Spatial localization data

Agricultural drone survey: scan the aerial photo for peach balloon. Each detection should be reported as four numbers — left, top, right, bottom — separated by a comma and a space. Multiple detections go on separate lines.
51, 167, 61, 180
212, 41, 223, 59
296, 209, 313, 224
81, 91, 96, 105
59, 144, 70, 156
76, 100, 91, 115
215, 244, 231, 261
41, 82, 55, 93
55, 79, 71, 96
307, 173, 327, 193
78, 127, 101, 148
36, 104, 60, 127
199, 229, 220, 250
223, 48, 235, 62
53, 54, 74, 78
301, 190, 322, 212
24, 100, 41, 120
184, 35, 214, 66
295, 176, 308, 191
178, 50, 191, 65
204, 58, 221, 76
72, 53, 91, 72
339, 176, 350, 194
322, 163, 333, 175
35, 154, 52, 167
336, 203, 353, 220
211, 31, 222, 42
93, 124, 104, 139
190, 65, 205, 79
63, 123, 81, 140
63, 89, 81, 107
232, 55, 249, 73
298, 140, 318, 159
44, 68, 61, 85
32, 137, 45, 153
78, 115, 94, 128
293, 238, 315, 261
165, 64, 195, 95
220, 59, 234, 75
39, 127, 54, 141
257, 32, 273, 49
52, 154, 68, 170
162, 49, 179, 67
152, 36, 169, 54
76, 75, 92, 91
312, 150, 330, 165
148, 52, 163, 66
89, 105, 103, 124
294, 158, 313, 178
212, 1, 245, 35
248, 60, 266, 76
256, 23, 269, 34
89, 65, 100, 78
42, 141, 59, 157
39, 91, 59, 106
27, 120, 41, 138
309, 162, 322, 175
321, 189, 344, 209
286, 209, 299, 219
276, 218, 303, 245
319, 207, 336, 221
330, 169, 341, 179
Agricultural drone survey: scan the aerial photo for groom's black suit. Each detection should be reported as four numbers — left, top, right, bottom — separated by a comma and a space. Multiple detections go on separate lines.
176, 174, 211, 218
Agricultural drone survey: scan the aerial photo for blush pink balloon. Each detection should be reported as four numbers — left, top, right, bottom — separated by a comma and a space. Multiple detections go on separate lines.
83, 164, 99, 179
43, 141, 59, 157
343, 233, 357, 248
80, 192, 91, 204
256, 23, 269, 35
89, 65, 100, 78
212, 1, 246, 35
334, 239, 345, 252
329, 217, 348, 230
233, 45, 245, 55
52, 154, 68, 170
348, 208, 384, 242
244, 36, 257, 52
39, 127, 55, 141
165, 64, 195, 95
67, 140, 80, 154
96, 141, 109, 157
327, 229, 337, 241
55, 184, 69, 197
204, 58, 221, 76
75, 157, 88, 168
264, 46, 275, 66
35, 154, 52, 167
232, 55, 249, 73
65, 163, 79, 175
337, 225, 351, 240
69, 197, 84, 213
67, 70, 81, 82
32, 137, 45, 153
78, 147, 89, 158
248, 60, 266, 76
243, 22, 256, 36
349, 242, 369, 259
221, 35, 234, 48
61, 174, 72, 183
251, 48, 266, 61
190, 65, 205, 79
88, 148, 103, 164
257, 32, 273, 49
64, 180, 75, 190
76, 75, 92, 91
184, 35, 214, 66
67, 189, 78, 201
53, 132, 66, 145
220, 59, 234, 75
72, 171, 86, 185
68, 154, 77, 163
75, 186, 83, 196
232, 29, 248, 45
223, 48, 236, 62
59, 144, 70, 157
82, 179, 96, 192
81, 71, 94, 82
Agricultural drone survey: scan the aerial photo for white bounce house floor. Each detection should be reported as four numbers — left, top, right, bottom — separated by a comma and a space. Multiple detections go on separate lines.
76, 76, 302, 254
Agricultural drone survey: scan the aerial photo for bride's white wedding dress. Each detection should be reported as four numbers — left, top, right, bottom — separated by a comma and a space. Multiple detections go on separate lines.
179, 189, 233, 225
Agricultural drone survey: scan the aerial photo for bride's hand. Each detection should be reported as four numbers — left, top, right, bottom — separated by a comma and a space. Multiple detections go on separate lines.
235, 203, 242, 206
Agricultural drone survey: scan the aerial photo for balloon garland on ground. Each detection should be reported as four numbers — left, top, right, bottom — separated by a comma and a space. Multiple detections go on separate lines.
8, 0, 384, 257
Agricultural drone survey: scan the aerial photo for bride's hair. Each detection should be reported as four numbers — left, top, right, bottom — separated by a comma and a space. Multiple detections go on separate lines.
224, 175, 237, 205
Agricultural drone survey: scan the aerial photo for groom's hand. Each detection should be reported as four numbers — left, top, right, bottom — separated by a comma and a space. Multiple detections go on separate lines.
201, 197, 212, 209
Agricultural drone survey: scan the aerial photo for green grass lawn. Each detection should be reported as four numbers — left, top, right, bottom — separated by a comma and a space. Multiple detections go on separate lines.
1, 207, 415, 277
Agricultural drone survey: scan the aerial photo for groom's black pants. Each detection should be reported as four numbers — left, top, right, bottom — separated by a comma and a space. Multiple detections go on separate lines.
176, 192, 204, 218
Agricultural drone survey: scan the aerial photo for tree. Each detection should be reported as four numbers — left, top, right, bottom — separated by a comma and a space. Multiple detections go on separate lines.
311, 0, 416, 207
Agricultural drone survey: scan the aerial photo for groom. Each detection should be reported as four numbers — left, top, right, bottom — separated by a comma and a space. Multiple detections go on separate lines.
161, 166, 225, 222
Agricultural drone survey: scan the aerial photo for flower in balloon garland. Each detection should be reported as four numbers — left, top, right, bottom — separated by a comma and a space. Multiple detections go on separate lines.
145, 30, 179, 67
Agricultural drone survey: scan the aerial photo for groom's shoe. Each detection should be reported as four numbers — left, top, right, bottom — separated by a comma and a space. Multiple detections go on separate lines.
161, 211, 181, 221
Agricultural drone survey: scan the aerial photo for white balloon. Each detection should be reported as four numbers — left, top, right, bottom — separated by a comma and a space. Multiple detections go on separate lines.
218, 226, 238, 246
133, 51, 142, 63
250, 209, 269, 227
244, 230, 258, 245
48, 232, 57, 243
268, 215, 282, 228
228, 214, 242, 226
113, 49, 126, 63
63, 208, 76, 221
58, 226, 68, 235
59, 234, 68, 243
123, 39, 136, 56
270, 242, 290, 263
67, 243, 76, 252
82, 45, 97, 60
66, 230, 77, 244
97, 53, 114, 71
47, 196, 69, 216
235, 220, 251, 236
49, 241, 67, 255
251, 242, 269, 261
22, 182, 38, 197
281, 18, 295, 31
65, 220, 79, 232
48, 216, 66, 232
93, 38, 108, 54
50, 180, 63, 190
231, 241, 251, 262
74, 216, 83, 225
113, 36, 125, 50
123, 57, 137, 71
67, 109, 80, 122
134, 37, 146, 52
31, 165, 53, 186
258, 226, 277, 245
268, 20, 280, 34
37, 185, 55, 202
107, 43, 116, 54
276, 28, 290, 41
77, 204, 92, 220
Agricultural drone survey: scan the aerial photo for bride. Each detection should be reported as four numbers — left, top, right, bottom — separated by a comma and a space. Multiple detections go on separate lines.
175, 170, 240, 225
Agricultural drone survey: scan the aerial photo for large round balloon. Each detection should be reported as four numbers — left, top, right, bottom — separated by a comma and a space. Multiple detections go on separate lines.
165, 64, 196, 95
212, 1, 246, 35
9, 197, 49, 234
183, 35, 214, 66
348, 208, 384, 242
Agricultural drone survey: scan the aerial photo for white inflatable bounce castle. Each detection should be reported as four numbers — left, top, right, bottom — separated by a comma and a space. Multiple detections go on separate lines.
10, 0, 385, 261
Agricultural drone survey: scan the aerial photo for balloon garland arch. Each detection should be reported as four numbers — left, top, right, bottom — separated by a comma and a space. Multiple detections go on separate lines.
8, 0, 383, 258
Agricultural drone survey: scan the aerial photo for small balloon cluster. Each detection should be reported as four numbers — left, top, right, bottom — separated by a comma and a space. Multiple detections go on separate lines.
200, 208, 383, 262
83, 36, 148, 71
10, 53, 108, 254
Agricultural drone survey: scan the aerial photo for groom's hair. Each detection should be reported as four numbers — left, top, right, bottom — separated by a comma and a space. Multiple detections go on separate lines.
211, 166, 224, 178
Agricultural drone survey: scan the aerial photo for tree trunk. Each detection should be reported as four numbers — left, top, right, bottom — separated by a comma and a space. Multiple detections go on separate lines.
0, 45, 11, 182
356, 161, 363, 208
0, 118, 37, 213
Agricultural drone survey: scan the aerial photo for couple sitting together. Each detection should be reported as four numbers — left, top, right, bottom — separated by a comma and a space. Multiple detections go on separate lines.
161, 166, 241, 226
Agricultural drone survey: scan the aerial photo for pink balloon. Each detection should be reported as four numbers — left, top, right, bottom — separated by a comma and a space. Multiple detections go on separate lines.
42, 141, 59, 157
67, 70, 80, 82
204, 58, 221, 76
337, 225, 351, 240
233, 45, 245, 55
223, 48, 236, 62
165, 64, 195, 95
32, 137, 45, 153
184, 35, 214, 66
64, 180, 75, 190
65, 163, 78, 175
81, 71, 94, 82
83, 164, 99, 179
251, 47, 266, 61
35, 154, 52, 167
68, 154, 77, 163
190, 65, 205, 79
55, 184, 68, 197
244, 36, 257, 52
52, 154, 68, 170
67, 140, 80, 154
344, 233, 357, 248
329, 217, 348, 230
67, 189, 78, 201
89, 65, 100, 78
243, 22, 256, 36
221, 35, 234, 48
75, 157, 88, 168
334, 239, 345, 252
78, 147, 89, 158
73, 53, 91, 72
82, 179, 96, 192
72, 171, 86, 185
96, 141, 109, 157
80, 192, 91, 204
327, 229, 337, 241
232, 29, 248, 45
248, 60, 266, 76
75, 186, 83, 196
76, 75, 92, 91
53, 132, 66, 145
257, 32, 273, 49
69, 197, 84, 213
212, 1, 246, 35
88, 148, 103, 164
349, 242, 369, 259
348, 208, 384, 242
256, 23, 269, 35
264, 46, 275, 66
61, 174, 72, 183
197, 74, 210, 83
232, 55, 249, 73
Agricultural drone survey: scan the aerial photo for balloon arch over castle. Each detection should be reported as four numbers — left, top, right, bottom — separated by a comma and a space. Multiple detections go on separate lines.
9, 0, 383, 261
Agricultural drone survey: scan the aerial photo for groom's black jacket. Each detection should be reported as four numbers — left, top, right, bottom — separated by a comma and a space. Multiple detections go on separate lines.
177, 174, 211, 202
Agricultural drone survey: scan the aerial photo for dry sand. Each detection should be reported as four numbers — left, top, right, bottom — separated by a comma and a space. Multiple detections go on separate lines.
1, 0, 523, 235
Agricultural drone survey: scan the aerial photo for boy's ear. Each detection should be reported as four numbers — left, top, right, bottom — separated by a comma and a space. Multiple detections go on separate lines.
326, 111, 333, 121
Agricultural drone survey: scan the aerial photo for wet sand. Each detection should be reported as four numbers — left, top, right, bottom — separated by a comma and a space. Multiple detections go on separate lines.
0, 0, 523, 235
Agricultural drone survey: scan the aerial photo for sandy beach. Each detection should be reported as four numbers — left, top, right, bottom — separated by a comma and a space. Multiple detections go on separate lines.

● Assigned task: Which lines run from the one containing "for balloon arch" to the final line of the entries? Return those lines exactly, and only those.

● Answer space:
Agricultural drone survey: scan the aerial photo for balloon arch over castle. Each detection should be reported as four numbers — left, top, right, bottom — separated by a comma and a space. Multiple detections go on separate lines.
9, 0, 383, 261
Agricultural drone survey: scan the aerial photo for groom's black jacket. Each detection should be reported as four numbers — left, top, right, bottom — separated by a comma and a space. Multiple detections go on separate lines.
177, 174, 211, 202
Agricultural drone survey: scan the aerial photo for dry sand. Each detection should be reported as four numbers — left, top, right, bottom — separated by a comma and a space. Multiple detections go on separate lines.
1, 0, 523, 235
Agricultural drone survey: scan the aerial photo for boy's ear. Each detection should be reported as four numbers — left, top, right, bottom — separated by a comma and a space. Multiple detections go on separate lines.
326, 111, 333, 121
Agricultural drone survey: scan the aerial photo for wet sand. Each detection should be reported as four numbers — left, top, right, bottom — separated by a comma and a space. Multiple detections go on separate lines.
0, 0, 523, 235
Agricultural drone survey: scan the aerial photo for sandy beach. Each detection should be reported as four numbers — left, top, right, bottom — separated by a comma and a space. Multiple detections go on separate lines.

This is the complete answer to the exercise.